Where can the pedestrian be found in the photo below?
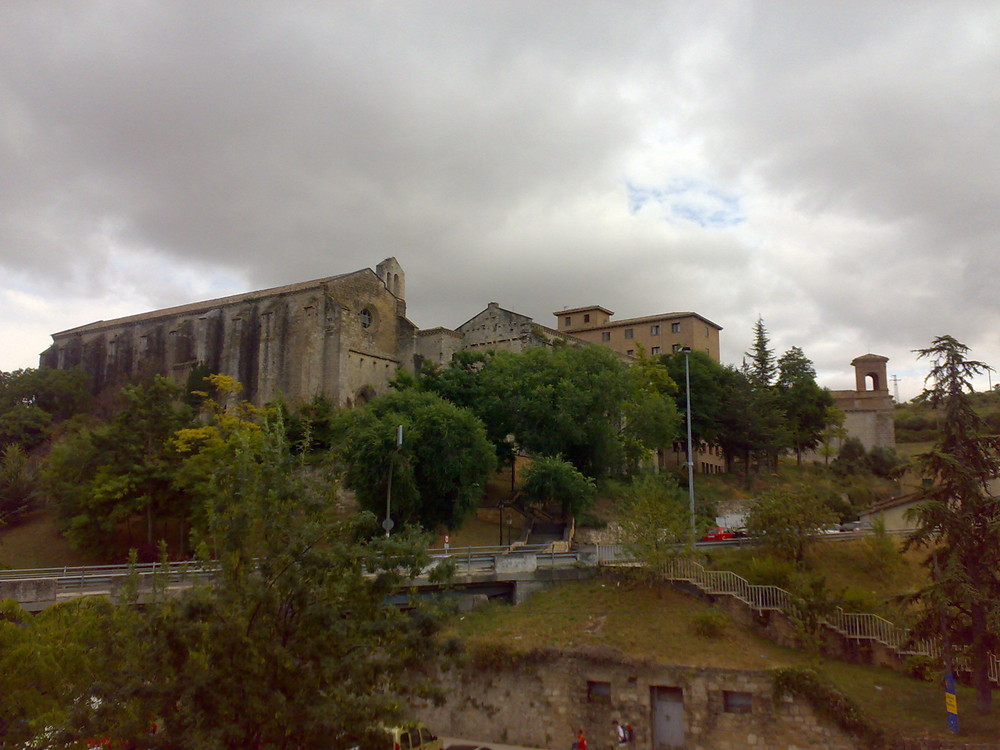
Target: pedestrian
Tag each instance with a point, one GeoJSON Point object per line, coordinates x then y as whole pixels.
{"type": "Point", "coordinates": [620, 739]}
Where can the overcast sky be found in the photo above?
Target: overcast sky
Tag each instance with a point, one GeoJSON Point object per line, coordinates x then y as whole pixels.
{"type": "Point", "coordinates": [832, 167]}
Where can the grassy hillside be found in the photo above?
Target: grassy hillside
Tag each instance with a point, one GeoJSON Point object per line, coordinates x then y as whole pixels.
{"type": "Point", "coordinates": [659, 623]}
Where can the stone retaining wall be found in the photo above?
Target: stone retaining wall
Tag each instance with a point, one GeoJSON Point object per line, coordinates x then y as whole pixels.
{"type": "Point", "coordinates": [542, 699]}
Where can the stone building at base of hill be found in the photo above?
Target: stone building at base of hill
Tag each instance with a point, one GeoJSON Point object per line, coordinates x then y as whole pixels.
{"type": "Point", "coordinates": [542, 699]}
{"type": "Point", "coordinates": [342, 337]}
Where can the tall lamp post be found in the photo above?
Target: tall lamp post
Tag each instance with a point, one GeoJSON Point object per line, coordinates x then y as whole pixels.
{"type": "Point", "coordinates": [387, 524]}
{"type": "Point", "coordinates": [687, 392]}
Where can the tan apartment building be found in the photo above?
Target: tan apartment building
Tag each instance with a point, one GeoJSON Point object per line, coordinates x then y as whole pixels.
{"type": "Point", "coordinates": [656, 334]}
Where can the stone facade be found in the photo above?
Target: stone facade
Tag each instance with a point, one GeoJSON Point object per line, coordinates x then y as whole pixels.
{"type": "Point", "coordinates": [341, 337]}
{"type": "Point", "coordinates": [868, 409]}
{"type": "Point", "coordinates": [657, 334]}
{"type": "Point", "coordinates": [544, 699]}
{"type": "Point", "coordinates": [493, 328]}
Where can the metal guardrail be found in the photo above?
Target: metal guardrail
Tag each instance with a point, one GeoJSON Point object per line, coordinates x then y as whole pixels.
{"type": "Point", "coordinates": [78, 580]}
{"type": "Point", "coordinates": [858, 626]}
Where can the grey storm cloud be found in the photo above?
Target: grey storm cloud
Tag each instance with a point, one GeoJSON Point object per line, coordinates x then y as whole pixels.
{"type": "Point", "coordinates": [828, 166]}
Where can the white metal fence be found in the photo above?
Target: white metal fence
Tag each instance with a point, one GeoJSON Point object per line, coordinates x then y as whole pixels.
{"type": "Point", "coordinates": [859, 626]}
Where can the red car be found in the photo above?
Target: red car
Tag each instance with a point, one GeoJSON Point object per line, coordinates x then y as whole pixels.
{"type": "Point", "coordinates": [718, 534]}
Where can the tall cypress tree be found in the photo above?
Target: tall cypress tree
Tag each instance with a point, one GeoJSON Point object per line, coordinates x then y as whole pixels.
{"type": "Point", "coordinates": [760, 369]}
{"type": "Point", "coordinates": [959, 517]}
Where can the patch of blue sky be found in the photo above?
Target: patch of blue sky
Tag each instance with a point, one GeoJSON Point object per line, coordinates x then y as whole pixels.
{"type": "Point", "coordinates": [690, 200]}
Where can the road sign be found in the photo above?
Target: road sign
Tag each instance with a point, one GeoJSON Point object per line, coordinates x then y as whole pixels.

━━━━━━

What is expected - Give the data above again in full and unchanged, skipping the pictures.

Response to this task -
Where can the pedestrian be found in the photo below?
Target: pedestrian
Tag each instance with a point, one GeoJSON Point object per line, coordinates x then y as whole pixels.
{"type": "Point", "coordinates": [620, 739]}
Where can the overcast sky be found in the photo above?
Target: overcast sky
Tag each instance with a point, one GeoJSON Point object per line, coordinates x then y as whole pixels.
{"type": "Point", "coordinates": [832, 167]}
Where can the grassy hillside be found in the photo above?
Target: grassy hillside
Tag each instance with a point, one GeoJSON Point object per line, coordinates x then y as whole pixels.
{"type": "Point", "coordinates": [659, 623]}
Where can the stone retaining wall be found in the photo above?
Target: stone retaining wall
Tag each instance with a point, one GeoJSON Point object per line, coordinates x then y as whole pixels.
{"type": "Point", "coordinates": [542, 699]}
Where can the stone building at base of hill be found in the photo above?
Target: stone building at base of hill
Tag each instance with a point, one GeoJSON Point object per line, coordinates x then y as whole pixels.
{"type": "Point", "coordinates": [542, 699]}
{"type": "Point", "coordinates": [342, 337]}
Where can the tall lamp post be found in the photo above?
Target: tall lamp post
Tag each instance with a point, one GeoJSON Point object per line, coordinates x then y as whole pixels.
{"type": "Point", "coordinates": [387, 524]}
{"type": "Point", "coordinates": [687, 392]}
Where can the tan apartment building be found in the photo above?
Target: tan apartment building
Tag each instance with a point, one GeoJSON Point object per line, coordinates x then y as whole pixels.
{"type": "Point", "coordinates": [656, 334]}
Where can the stone facade be found in the photo above?
Target: stone facade
Tag each instance with a point, one GeoJSON Point object per line, coordinates x then y as whole pixels.
{"type": "Point", "coordinates": [341, 337]}
{"type": "Point", "coordinates": [868, 409]}
{"type": "Point", "coordinates": [657, 334]}
{"type": "Point", "coordinates": [544, 699]}
{"type": "Point", "coordinates": [493, 328]}
Where can the metal guardrail be found in the photo above?
Target: metal guardrail
Tag each instance with a point, one GeoJSON Point object per line, coordinates x then y as whole pixels.
{"type": "Point", "coordinates": [78, 580]}
{"type": "Point", "coordinates": [858, 626]}
Where can the grey storm cloud be found in the photo above?
Target: grey storm cloud
Tag each instance with a point, one GeoJSON Point object per line, coordinates x then y as whole pixels.
{"type": "Point", "coordinates": [828, 166]}
Where can the white metal fence be found in the photo above?
Target: white metal fence
Tag each instance with a point, one GeoJSON Point object per line, coordinates x then y as whole pixels.
{"type": "Point", "coordinates": [859, 626]}
Where can the red car be found in the photo above?
Target: red car
Tag each instance with a point, one GeoJSON Point object per line, coordinates x then y as whole pixels.
{"type": "Point", "coordinates": [718, 534]}
Where can the tall cypress tree be found in the photo above?
Target: tall cypress tree
Tag each instance with a point, one GeoJSON Point object per line, coordinates x then y as whole pixels.
{"type": "Point", "coordinates": [760, 369]}
{"type": "Point", "coordinates": [959, 517]}
Where can the patch of blue sky be found in the photo above?
Target: patch of blue sky
Tag each instance with a point, one GeoJSON Point object per line, coordinates x then y as whole pixels.
{"type": "Point", "coordinates": [690, 200]}
Where can the road sign be found in the photo above?
Target: road sign
Tag each instance with a point, one GeoJSON Point object per line, coordinates x then y as whole pixels.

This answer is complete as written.